Your task » What follows is a set of records; restate each one word for word and drop the pictures.

Record extracts »
--

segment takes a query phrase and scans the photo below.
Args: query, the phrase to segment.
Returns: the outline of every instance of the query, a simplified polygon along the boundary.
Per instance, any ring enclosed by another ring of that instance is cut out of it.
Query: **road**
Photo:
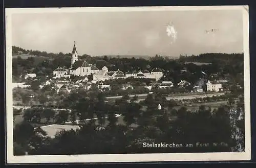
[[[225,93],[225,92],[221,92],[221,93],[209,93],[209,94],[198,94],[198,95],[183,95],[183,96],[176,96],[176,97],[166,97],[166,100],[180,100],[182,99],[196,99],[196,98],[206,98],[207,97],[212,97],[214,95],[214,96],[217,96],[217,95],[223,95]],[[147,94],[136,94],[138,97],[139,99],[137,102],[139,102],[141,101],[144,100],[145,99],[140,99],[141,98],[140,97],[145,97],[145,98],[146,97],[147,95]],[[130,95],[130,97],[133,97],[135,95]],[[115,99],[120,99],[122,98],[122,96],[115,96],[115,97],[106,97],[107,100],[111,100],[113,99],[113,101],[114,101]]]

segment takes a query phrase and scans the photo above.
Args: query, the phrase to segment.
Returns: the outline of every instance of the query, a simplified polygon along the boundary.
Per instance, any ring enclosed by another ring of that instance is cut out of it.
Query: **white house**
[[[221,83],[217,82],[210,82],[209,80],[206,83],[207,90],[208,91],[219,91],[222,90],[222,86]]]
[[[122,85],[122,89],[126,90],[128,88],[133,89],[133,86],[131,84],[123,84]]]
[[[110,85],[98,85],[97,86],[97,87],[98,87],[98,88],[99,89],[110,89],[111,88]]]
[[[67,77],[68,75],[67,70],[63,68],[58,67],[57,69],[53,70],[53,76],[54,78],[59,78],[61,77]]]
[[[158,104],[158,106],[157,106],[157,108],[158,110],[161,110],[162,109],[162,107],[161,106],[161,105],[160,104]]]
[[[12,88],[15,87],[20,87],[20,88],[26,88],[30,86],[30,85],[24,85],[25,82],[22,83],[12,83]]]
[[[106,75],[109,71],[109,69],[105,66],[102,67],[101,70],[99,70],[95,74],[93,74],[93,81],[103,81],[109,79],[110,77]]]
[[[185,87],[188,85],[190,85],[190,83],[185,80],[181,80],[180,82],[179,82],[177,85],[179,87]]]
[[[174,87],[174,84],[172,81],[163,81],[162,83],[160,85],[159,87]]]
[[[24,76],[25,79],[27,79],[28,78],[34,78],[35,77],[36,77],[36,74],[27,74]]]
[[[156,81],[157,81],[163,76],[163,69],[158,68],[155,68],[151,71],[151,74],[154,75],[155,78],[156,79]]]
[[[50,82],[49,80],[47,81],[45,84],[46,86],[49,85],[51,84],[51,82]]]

--

Reply to the task »
segment takes a query phrase and scans the photo below.
Args: query, the phrase to segment.
Returns: the outline of every instance of the query, a simplified polygon along the boundary.
Per instance, any ring enclosed by another ring of that instance is cut out of it.
Query: **road**
Photo:
[[[225,93],[225,92],[221,92],[221,93],[209,93],[209,94],[198,94],[198,95],[183,95],[183,96],[176,96],[176,97],[166,97],[166,100],[180,100],[182,99],[196,99],[196,98],[206,98],[207,97],[212,97],[214,95],[214,96],[217,96],[217,95],[223,95]],[[147,94],[136,94],[138,97],[139,99],[137,102],[139,102],[141,101],[144,100],[145,99],[140,99],[141,98],[140,97],[145,97],[145,98],[146,97],[147,95]],[[130,95],[130,97],[133,97],[135,95]],[[115,99],[120,99],[122,98],[122,96],[115,96],[115,97],[106,97],[107,100],[111,100],[113,99],[113,101],[114,101]]]

segment takes a query phrase and scans the photo above.
Args: query, the phrase to segment.
Returns: the outline of every instance of the query, a simplified polygon along the boundary.
Per instance, any ring enclosed by another ring of that instance is cut out of it.
Query: **white house**
[[[221,83],[217,82],[210,82],[209,80],[206,83],[207,90],[208,91],[219,91],[222,90],[222,86]]]
[[[122,85],[122,89],[126,90],[128,88],[133,89],[133,86],[131,84],[123,84]]]
[[[110,85],[98,85],[97,86],[97,87],[98,87],[98,88],[99,89],[110,89],[111,88]]]
[[[67,77],[68,75],[67,70],[63,68],[58,67],[57,69],[53,70],[53,76],[54,78],[59,78],[61,77]]]
[[[158,104],[158,106],[157,106],[157,108],[158,110],[161,110],[162,109],[162,107],[161,106],[161,105],[160,104]]]
[[[12,88],[15,87],[20,87],[20,88],[26,88],[30,86],[30,85],[24,85],[25,82],[22,83],[12,83]]]
[[[106,75],[109,71],[109,69],[105,66],[102,67],[101,70],[99,70],[95,74],[93,74],[93,81],[103,81],[109,79],[110,77]]]
[[[185,87],[188,85],[190,85],[190,83],[185,80],[181,80],[180,82],[179,82],[177,85],[179,87]]]
[[[174,87],[174,84],[172,81],[163,81],[162,83],[160,85],[159,87]]]
[[[24,76],[25,79],[27,79],[28,78],[34,78],[35,77],[36,77],[36,74],[27,74]]]
[[[156,81],[157,81],[163,76],[163,69],[158,68],[155,68],[151,71],[151,74],[154,75],[155,78],[156,79]]]
[[[50,82],[49,80],[47,81],[45,84],[46,86],[49,85],[51,84],[51,82]]]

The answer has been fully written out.